- ЗАДАНИЕ 1 -
Представьте в виде списка JSON из строк часть листинга от строки, содержащей «of the crosswalk», до конца листинга включительно. Каждой строке листинга должна соответствовать одна строка списка, пустые строки пропустите.
────────────────────
А уже к реалиям жизни еврейского местечка Российской империи можно отнести летающих на картинах Марка Шагала людей, которые пытаются таким образом вырваться за границы черты оседлости, преодолеть замкнутость еврейского местечка.

Хотелось бы отметить талантливых предшественников и современников Марка Шагала, выходцев из еврейских местечек Белоруссии,  художников Льва Бакста (1866-1924, уроженец города Гродно) и витебчан Исаака Аскеназия (1856-1903), Якова Кругера (1869-1940) и Иегуду Пэна (1854-1937).

Родной город Марка Шагала Витебск  на всю жизнь остался в сердце художника. К Витебску Шагал обратился в 1944 году в стихах на идише через океан из Америки, чувствуя боль родного города, погибающего в огнях сражений Второй мировой войны.

 

Давно уже, мой любимый город,

Я тебя не видел, не слышал,

Не разговаривал с твоими облаками,

Не опирался на твои заборы…

Я не жил с тобой, но не было моей картины,

Которая не дышала бы твоим духом и отражением…
Я смотрю, мой город, на тебя издалека,

Как моя мать на меня смотрела из дверей,

Когда я уходил.

На твоих улицах враг.
────────────────────
- ЗАДАНИЕ 2 -
Ответьте по фрагменту о Марке Шагале на вопросы:
(a) Уроженцем какого города назван Лев Бакст?
(b) В каком году Шагал обратился к Витебску в стихах на идише?
(c) С чем в стихах сравнивается то, как автор смотрит на город издалека?

(Исходные записи)
────────────────────
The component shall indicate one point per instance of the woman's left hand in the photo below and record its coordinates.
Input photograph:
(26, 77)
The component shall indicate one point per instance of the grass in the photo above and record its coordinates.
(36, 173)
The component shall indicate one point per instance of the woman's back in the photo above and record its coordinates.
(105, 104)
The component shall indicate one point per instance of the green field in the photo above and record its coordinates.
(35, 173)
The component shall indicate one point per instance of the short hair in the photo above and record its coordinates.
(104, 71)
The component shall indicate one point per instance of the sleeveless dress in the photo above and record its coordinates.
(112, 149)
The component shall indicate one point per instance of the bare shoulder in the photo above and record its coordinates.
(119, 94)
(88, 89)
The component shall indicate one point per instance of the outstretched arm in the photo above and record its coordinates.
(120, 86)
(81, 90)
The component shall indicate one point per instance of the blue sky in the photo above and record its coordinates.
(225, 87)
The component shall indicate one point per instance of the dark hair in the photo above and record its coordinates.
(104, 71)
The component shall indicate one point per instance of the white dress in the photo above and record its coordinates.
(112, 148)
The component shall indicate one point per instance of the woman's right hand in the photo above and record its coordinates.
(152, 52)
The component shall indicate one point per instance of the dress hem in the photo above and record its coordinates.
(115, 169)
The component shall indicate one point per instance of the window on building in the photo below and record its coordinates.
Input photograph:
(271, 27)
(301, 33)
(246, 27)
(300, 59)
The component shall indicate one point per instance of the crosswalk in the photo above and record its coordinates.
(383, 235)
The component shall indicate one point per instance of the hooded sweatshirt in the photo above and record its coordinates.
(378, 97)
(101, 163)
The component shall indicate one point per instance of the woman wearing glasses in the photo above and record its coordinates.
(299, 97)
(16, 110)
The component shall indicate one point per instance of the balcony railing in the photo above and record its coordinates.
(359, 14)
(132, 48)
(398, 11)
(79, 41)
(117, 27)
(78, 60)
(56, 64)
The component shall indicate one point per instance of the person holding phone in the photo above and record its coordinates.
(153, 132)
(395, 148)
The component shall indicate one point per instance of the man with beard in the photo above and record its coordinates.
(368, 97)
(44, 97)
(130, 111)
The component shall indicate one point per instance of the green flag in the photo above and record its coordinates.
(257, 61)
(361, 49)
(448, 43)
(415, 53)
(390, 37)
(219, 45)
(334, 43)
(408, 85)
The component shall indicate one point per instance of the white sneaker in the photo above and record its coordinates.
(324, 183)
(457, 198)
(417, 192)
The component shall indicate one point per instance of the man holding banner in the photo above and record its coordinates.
────────────────────
- ОЖИДАЕМЫЙ РЕЗУЛЬТАТ 1 -
[
  "The component shall indicate one point per instance of the crosswalk in the photo above and record its coordinates.",
  "(383, 235)",
  "The component shall indicate one point per instance of the hooded sweatshirt in the photo above and record its coordinates.",
  "(378, 97)",
  "(101, 163)",
  "The component shall indicate one point per instance of the woman wearing glasses in the photo above and record its coordinates.",
  "(299, 97)",
  "(16, 110)",
  "The component shall indicate one point per instance of the balcony railing in the photo above and record its coordinates.",
  "(359, 14)",
  "(132, 48)",
  "(398, 11)",
  "(79, 41)",
  "(117, 27)",
  "(78, 60)",
  "(56, 64)",
  "The component shall indicate one point per instance of the person holding phone in the photo above and record its coordinates.",
  "(153, 132)",
  "(395, 148)",
  "The component shall indicate one point per instance of the man with beard in the photo above and record its coordinates.",
  "(368, 97)",
  "(44, 97)",
  "(130, 111)",
  "The component shall indicate one point per instance of the green flag in the photo above and record its coordinates.",
  "(257, 61)",
  "(361, 49)",
  "(448, 43)",
  "(415, 53)",
  "(390, 37)",
  "(219, 45)",
  "(334, 43)",
  "(408, 85)",
  "The component shall indicate one point per instance of the white sneaker in the photo above and record its coordinates.",
  "(324, 183)",
  "(457, 198)",
  "(417, 192)",
  "The component shall indicate one point per instance of the man holding banner in the photo above and record its coordinates."
]

- ОЖИДАЕМЫЙ РЕЗУЛЬТАТ 2 -
(a) Лев Бакст назван уроженцем города Гродно.
(b) Шагал обратился к Витебску в стихах на идише в 1944 году.
(c) Автор смотрит на город так, как мать смотрела на него из дверей, когда он уходил.